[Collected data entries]
▼▼▼

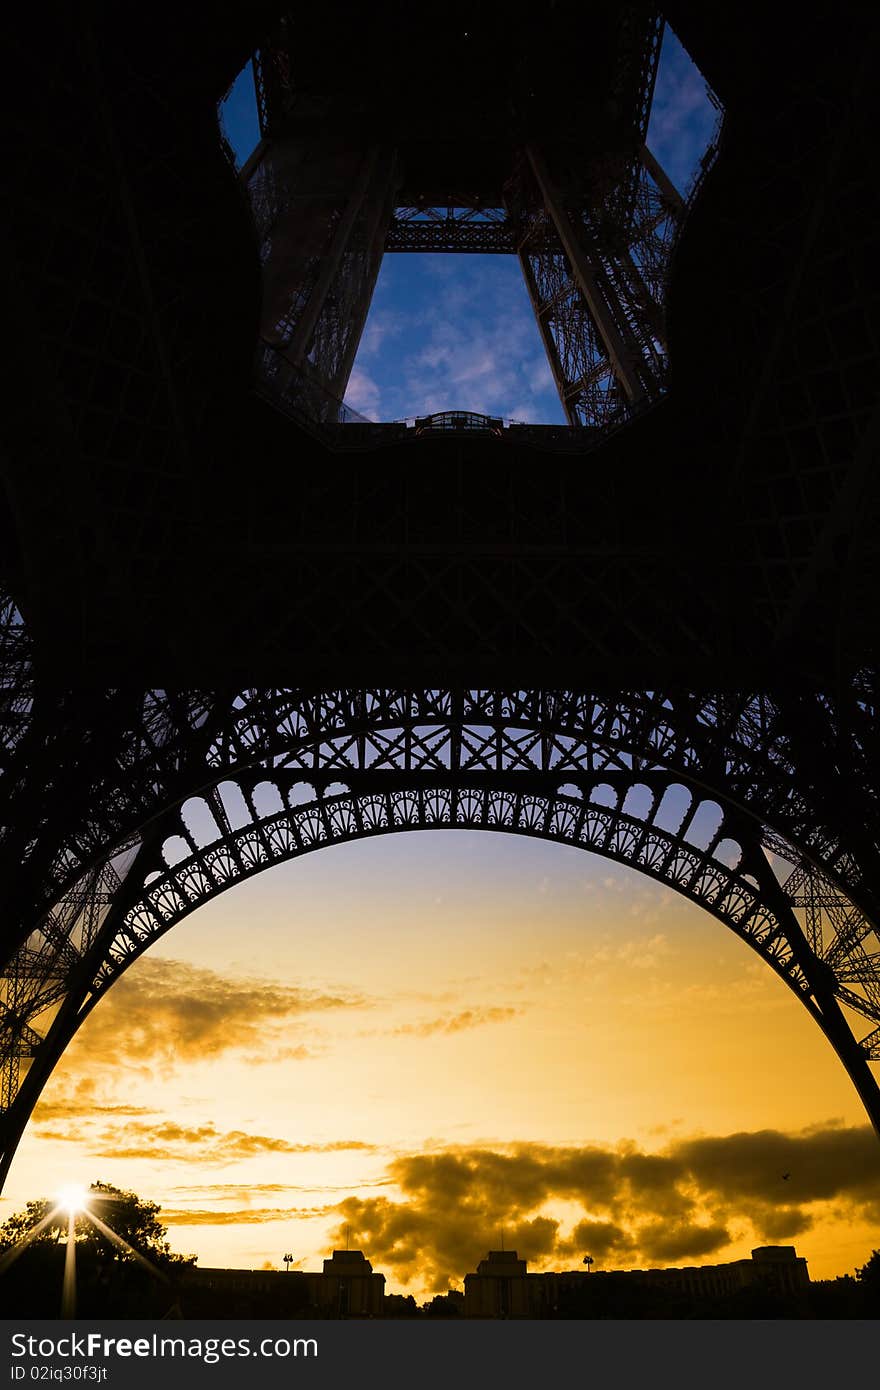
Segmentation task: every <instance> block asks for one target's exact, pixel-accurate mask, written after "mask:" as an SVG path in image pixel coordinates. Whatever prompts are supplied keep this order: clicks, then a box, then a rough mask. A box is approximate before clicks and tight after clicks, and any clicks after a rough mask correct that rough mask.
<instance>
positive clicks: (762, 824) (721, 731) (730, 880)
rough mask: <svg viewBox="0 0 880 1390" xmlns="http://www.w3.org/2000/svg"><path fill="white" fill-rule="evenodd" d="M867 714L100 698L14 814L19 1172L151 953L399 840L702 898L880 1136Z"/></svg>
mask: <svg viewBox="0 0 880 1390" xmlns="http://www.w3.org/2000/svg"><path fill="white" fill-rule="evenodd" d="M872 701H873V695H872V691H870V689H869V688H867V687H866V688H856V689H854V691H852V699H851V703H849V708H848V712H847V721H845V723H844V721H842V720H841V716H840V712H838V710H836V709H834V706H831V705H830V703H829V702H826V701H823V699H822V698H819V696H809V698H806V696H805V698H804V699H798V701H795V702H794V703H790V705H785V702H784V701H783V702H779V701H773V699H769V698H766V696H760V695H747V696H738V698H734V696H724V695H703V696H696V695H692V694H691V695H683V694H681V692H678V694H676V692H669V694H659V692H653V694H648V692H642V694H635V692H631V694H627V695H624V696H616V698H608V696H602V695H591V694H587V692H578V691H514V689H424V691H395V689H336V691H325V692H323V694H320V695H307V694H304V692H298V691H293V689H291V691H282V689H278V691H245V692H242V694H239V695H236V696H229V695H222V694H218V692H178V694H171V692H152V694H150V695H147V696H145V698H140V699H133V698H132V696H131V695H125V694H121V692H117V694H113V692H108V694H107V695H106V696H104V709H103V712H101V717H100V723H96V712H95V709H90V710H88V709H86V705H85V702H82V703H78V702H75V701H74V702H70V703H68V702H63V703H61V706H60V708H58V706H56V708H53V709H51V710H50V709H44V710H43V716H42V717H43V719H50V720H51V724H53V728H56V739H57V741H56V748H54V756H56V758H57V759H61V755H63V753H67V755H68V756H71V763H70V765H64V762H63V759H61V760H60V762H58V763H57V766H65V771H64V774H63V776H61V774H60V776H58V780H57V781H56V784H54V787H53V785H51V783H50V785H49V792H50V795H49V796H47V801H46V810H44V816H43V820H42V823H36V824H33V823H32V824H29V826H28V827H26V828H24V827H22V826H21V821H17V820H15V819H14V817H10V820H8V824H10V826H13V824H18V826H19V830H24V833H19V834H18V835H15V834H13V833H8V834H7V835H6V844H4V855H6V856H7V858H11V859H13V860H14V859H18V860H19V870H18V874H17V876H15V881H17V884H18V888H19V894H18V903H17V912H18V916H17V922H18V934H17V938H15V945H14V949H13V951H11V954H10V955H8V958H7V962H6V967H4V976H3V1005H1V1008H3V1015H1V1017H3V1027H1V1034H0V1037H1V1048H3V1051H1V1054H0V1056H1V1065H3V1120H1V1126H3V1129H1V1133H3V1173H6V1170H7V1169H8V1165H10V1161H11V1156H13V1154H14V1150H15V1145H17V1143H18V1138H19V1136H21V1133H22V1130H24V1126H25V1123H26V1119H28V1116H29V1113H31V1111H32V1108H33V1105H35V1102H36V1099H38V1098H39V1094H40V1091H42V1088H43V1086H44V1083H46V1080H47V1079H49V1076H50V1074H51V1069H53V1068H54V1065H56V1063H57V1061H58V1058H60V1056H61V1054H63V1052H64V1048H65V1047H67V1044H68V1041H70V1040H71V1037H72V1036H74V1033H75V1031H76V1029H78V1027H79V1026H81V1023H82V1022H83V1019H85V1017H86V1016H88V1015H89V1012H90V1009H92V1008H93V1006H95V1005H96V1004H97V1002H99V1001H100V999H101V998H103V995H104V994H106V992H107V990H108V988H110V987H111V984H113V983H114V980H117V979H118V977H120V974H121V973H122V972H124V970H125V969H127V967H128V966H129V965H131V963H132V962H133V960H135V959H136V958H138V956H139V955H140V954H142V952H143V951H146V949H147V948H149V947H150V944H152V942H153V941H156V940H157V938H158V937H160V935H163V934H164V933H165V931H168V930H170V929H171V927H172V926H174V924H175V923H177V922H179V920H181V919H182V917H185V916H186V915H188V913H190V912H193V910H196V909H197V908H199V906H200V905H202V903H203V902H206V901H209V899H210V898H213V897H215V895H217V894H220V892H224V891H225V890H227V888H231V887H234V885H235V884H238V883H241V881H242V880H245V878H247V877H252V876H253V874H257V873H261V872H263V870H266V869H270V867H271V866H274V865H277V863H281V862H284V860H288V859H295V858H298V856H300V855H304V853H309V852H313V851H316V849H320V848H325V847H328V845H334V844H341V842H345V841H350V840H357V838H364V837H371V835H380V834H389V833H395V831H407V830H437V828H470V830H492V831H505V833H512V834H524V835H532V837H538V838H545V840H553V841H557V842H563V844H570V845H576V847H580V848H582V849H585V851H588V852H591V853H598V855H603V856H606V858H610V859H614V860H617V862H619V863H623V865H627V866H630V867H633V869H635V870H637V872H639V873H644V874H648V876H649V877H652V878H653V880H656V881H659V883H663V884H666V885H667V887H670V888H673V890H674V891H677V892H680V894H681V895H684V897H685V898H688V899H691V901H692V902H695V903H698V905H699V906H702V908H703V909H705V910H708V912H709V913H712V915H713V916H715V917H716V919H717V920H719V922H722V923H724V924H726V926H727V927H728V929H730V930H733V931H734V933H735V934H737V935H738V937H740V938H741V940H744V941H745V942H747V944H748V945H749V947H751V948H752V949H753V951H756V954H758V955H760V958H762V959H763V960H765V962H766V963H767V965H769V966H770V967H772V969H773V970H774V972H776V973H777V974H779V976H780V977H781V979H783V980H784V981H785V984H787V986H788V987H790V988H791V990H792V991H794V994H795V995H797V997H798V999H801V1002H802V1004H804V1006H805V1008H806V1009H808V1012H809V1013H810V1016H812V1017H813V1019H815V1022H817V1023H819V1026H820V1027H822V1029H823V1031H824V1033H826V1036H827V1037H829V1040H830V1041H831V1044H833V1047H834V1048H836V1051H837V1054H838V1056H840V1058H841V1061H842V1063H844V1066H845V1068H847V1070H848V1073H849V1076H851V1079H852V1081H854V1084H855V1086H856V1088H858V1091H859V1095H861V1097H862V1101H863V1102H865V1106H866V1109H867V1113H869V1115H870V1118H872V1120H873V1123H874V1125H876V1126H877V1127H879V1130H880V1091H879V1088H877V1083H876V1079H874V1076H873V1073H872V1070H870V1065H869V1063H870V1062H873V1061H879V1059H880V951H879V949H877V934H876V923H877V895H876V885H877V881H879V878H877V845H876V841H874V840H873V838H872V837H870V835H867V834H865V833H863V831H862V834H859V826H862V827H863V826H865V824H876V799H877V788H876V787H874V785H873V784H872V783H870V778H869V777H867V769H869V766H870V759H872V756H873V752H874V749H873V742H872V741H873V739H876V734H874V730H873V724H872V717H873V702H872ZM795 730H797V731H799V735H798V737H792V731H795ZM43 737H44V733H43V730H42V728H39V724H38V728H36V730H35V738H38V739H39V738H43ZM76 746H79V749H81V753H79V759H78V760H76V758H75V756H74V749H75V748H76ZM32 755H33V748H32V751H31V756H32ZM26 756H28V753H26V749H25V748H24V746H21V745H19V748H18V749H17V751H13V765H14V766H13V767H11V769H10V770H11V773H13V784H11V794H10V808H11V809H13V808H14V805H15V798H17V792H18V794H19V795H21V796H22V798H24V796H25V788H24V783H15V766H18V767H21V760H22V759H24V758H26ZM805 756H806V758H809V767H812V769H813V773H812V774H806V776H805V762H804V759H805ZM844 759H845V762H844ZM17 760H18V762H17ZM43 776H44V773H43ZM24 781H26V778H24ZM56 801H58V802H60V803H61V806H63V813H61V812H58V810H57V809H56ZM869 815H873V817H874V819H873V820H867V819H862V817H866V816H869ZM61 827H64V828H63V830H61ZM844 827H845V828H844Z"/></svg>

▲▲▲
▼▼▼

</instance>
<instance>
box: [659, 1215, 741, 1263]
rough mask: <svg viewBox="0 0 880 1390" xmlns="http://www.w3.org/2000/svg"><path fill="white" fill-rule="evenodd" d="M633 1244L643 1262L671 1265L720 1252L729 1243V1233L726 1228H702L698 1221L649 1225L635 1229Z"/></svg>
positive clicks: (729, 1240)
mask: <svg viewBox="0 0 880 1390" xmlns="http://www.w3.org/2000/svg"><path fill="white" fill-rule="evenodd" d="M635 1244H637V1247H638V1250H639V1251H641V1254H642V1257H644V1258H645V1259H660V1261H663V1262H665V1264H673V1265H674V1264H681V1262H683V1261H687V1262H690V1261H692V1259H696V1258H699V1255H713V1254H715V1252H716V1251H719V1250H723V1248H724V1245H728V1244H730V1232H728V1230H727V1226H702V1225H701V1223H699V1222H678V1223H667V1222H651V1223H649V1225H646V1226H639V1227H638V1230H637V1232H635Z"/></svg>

▲▲▲
▼▼▼

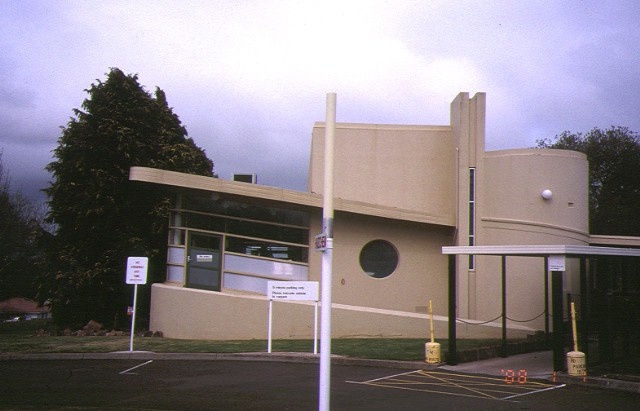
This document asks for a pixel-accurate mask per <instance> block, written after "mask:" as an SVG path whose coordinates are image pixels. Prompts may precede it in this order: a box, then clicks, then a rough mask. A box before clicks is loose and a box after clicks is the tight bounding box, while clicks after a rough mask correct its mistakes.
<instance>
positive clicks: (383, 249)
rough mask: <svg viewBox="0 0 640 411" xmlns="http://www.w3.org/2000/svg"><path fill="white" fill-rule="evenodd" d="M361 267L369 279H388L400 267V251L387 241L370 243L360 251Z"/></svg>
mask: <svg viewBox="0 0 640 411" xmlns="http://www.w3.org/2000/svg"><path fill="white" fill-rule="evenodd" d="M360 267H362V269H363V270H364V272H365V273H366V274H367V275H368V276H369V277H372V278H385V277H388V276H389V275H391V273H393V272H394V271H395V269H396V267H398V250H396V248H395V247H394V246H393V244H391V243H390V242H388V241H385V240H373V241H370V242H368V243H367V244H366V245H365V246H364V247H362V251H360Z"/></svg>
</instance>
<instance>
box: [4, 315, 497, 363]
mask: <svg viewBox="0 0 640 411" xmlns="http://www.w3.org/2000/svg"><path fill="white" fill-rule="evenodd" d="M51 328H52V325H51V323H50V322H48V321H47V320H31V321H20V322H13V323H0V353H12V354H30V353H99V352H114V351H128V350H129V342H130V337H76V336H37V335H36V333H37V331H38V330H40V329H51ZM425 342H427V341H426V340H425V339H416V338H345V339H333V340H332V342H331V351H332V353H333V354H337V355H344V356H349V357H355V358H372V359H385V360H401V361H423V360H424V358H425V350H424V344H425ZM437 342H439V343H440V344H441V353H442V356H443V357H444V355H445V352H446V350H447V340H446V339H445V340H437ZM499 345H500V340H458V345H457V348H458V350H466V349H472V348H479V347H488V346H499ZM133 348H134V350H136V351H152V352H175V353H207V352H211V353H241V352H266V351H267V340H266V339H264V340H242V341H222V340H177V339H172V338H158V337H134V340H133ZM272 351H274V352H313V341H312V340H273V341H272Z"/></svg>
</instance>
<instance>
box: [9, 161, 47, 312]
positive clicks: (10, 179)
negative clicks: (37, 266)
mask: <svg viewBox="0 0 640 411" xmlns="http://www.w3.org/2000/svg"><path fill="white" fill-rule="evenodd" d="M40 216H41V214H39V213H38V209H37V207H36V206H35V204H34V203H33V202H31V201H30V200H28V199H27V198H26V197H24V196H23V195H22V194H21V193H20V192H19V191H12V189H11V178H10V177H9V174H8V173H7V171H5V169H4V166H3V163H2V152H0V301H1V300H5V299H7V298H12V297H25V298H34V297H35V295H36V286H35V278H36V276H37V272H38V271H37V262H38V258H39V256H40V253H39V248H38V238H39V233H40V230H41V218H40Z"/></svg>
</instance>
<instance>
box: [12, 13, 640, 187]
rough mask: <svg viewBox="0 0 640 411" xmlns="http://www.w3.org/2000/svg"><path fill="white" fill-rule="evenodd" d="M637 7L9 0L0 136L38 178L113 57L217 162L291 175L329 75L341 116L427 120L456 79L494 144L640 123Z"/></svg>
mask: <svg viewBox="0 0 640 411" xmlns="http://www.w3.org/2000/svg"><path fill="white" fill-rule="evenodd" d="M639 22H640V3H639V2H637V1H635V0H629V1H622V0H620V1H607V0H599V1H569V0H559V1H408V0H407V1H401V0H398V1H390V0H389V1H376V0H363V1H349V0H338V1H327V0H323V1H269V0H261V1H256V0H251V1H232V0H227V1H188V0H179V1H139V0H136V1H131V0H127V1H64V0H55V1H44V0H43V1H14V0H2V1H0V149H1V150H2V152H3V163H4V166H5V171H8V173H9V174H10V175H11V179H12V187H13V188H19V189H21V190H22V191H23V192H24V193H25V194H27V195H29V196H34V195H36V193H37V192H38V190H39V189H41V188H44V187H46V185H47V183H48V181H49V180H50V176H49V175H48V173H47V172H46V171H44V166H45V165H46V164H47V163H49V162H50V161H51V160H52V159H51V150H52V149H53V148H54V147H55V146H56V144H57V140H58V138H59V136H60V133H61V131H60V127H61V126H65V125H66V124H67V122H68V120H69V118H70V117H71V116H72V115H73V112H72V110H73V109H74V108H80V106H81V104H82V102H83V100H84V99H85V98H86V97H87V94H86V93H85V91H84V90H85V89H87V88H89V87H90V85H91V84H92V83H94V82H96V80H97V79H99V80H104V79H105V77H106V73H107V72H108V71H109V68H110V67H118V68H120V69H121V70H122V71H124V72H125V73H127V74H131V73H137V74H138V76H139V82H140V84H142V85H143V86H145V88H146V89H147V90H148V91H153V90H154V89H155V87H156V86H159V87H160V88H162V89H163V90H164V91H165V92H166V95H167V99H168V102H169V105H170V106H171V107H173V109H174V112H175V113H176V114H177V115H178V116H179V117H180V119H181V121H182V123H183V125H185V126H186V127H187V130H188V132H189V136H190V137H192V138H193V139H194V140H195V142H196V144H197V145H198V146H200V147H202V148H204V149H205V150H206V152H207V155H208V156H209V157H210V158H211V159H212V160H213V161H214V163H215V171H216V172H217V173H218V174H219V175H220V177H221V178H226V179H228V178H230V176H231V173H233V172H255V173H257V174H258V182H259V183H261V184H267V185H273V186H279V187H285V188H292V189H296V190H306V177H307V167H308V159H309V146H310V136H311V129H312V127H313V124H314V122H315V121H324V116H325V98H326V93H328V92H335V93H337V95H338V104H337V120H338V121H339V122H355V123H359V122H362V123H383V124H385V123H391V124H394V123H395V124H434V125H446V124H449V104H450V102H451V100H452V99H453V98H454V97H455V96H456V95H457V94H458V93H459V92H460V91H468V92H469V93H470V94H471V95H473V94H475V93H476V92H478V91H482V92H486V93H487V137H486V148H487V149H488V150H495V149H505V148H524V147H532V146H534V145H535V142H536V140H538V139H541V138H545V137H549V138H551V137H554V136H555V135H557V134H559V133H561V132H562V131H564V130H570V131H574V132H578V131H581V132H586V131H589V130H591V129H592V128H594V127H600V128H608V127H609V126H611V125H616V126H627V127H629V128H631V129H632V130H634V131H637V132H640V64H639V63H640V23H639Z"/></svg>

▲▲▲

# Written task
Rewrite the lines from the one containing "Segmentation task: every" through the one containing "714L100 698L14 814L19", changing each "rough mask" to "coarse mask" and leaving everything else as it is.

# Answer to this task
Segmentation task: every <instance> block asks for one target's exact, pixel-accurate mask, written after "mask:" as an SVG path in image pixel coordinates. Whatever prompts are supplied keep this order: clicks, then a box, then a coarse mask. A box is approximate before clicks and tight after clicks, and any clicks after a coarse mask correct that coarse mask.
<instance>
positive clicks: (762, 824) (721, 731) (730, 880)
coarse mask: <svg viewBox="0 0 880 1390" xmlns="http://www.w3.org/2000/svg"><path fill="white" fill-rule="evenodd" d="M867 714L100 698L14 814L19 1172L151 953L399 840L702 898L880 1136Z"/></svg>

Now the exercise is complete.